# Material for this exercise:
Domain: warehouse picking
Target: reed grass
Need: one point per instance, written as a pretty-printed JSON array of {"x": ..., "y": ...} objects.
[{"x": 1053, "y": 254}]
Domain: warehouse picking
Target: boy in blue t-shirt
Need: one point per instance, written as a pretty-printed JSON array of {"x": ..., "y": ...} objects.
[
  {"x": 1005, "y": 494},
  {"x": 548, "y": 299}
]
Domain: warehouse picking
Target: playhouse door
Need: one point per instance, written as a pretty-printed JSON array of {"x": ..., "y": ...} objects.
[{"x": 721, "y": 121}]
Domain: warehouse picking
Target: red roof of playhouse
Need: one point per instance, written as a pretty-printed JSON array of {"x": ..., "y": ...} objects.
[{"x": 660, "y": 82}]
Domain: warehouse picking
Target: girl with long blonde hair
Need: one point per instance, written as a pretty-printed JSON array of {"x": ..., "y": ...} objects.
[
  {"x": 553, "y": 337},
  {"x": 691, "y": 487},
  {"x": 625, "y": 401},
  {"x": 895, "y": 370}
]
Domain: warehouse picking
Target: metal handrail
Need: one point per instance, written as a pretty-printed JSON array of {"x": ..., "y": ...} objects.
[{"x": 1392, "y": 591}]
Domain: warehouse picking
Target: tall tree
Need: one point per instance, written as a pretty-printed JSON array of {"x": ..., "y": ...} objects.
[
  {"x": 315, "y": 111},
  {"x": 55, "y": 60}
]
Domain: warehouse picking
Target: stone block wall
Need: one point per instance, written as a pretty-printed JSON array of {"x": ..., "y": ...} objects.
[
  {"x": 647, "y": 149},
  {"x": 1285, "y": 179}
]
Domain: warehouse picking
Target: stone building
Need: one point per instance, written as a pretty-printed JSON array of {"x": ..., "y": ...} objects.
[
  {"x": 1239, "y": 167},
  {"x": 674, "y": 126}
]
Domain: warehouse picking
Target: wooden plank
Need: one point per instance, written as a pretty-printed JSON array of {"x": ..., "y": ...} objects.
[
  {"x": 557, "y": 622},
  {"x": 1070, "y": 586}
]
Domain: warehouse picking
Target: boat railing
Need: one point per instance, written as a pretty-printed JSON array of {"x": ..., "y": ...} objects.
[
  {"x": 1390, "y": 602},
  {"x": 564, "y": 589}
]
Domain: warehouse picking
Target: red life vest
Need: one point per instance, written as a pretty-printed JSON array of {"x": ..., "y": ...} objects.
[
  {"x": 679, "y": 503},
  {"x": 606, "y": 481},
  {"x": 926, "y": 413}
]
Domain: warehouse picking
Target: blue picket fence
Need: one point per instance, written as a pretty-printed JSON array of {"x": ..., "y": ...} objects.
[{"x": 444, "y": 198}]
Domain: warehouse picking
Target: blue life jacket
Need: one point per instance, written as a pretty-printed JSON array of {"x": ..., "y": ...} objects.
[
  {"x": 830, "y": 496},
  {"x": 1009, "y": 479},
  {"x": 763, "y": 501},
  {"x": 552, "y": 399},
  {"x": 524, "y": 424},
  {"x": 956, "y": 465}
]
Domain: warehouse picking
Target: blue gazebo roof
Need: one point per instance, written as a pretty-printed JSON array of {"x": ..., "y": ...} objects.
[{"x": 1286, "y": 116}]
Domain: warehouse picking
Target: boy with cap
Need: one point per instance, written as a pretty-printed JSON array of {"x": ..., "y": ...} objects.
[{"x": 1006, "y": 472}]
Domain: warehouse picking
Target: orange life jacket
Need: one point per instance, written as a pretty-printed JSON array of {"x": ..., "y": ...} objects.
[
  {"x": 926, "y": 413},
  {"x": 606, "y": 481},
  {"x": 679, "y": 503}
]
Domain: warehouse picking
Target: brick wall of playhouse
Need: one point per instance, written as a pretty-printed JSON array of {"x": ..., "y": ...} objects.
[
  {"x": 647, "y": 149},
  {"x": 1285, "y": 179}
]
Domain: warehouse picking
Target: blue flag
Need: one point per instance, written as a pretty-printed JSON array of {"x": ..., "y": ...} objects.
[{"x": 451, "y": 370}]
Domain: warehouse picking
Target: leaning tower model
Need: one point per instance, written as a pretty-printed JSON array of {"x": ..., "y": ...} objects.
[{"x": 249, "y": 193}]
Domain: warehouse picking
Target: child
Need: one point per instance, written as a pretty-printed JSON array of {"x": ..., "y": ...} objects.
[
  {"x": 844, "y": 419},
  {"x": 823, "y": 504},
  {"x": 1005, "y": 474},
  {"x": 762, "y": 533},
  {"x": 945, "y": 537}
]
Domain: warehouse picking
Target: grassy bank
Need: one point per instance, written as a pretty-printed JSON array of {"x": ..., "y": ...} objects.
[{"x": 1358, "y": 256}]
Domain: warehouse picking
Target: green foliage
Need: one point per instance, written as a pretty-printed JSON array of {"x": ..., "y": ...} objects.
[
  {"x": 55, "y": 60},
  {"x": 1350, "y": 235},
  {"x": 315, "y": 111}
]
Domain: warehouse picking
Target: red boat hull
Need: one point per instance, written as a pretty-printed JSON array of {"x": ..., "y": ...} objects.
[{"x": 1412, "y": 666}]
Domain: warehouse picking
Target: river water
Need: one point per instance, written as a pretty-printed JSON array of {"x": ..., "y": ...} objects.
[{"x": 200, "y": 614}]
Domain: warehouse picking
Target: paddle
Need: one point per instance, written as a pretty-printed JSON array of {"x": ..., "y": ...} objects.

# Direction:
Every line above needs to be retyped exactly.

# Exercise output:
Domain: warehouse picking
Target: reed grass
Need: one point per instance, written as a pretty-printed JSON array of {"x": ..., "y": ...} objects.
[{"x": 1053, "y": 254}]
Domain: warehouse picking
Target: boy in blue t-shirt
Need: one point per instance, written as a pretty-printed JSON array of {"x": ..., "y": ...} objects.
[
  {"x": 1005, "y": 494},
  {"x": 548, "y": 299}
]
Domain: warehouse picking
Target: playhouse door
Need: one point per instance, written as a pretty-printed JSON array of {"x": ..., "y": ...} objects.
[{"x": 721, "y": 121}]
Domain: warehouse picking
Target: red roof of playhouse
Need: one point per instance, written as a pretty-printed JSON array of {"x": ..., "y": ...} objects.
[{"x": 660, "y": 82}]
Domain: warehouse picking
Target: girl with long blonde hair
Need: one point per instance, written as a pretty-printed JSON array of {"x": ..., "y": ...} objects.
[
  {"x": 553, "y": 337},
  {"x": 691, "y": 487},
  {"x": 625, "y": 401},
  {"x": 895, "y": 370}
]
Domain: warehouse picking
Target: metal handrail
Need: one point per instance, written as a pretty-printed JSON array of {"x": ..., "y": ...} objects.
[{"x": 1392, "y": 591}]
Domain: warehouse picking
Target: tall tree
Need: one point per instance, written as a pretty-printed JSON array of {"x": ..., "y": ...} objects.
[
  {"x": 315, "y": 111},
  {"x": 55, "y": 60}
]
Domain: warehouse picking
Target: stone block wall
Need: one point per instance, written as a pretty-printed JSON array of {"x": ..., "y": ...} objects.
[
  {"x": 647, "y": 149},
  {"x": 1285, "y": 179}
]
Domain: warehouse picking
Target: stone building
Need: one point per instance, written as a pretty-printed JSON array of {"x": ..., "y": ...} objects.
[
  {"x": 1239, "y": 167},
  {"x": 674, "y": 126}
]
Domain: warehouse picking
Target: wooden plank
Need: one point per instance, written as a pretty-printed JSON array of {"x": ..., "y": ...} objects.
[
  {"x": 557, "y": 622},
  {"x": 1070, "y": 586}
]
Domain: warehouse picking
Target: boat railing
Need: one point per instance, written as a pretty-printed JSON array of {"x": ..., "y": ...} objects.
[
  {"x": 1390, "y": 602},
  {"x": 564, "y": 589}
]
Domain: warehouse picking
Target: red life vest
Need: one point per instance, written as a pretty-printed JSON array of {"x": ..., "y": ...} objects.
[
  {"x": 679, "y": 503},
  {"x": 606, "y": 481},
  {"x": 926, "y": 413}
]
Domain: warehouse picking
Target: blue picket fence
Need: one point per instance, written as a pretty-printed JSON array of {"x": ..., "y": ...} objects.
[{"x": 444, "y": 198}]
Domain: warehouse picking
Target: blue life jacket
Need: one point per instance, written as a pretty-printed JSON array of {"x": ..., "y": ...} objects.
[
  {"x": 830, "y": 496},
  {"x": 1009, "y": 479},
  {"x": 763, "y": 501},
  {"x": 552, "y": 399},
  {"x": 524, "y": 424},
  {"x": 956, "y": 465}
]
Domain: warehouse picking
Target: blue gazebo roof
Need: one point per instance, written as a pretty-printed JSON array of {"x": ..., "y": ...} objects.
[{"x": 1286, "y": 116}]
Domain: warehouse picking
Target: boy with cap
Need: one point per instance, written as a pretty-printed JSON array of {"x": ..., "y": ...} objects.
[{"x": 1006, "y": 472}]
Domain: warehouse picking
Target: orange life jacket
Need: one point per instance, written as a pretty-printed JSON array of {"x": ..., "y": ...} objects.
[
  {"x": 926, "y": 413},
  {"x": 606, "y": 481},
  {"x": 679, "y": 503}
]
Domain: warehouse picking
Target: brick wall of playhouse
Need: one point per instance, written as a pretty-printed JSON array of {"x": ..., "y": ...} objects.
[
  {"x": 647, "y": 149},
  {"x": 1285, "y": 179}
]
Domain: warehouse picking
Target: blue flag
Need: one point per instance, written as a pretty-printed JSON array of {"x": ..., "y": ...} objects.
[{"x": 451, "y": 370}]
Domain: warehouse picking
Target: leaning tower model
Need: one point per instance, written as a pretty-printed JSON array of {"x": ..., "y": ...} objects.
[{"x": 249, "y": 193}]
Domain: warehouse picking
Target: child
Need: one point per instance, written as a pretty-printed JSON array of {"x": ..., "y": ...} objects.
[
  {"x": 844, "y": 419},
  {"x": 823, "y": 504},
  {"x": 1005, "y": 474},
  {"x": 762, "y": 533},
  {"x": 945, "y": 537}
]
Domain: warehouse picking
Target: grassy bank
Need: one point per instance, written as a pretty-printed JSON array of {"x": ..., "y": ...} objects.
[{"x": 1358, "y": 256}]
Domain: warehouse picking
Target: green foliage
Need: one point per instance, written as a pretty-printed JSON array of {"x": ..., "y": ...} objects.
[
  {"x": 55, "y": 60},
  {"x": 1350, "y": 235},
  {"x": 315, "y": 111}
]
Domain: warehouse picking
Target: red boat hull
Need: one point per instance, written as a pretty-printed JSON array of {"x": ..., "y": ...} objects.
[{"x": 1412, "y": 666}]
Domain: warehouse picking
Target: river water
Need: one point per instance, written as a pretty-printed JSON array of {"x": ..., "y": ...} objects.
[{"x": 200, "y": 614}]
Domain: warehouse picking
Target: paddle
Need: one point per instance, written as a pretty-printed JSON array of {"x": ..., "y": ...} objects.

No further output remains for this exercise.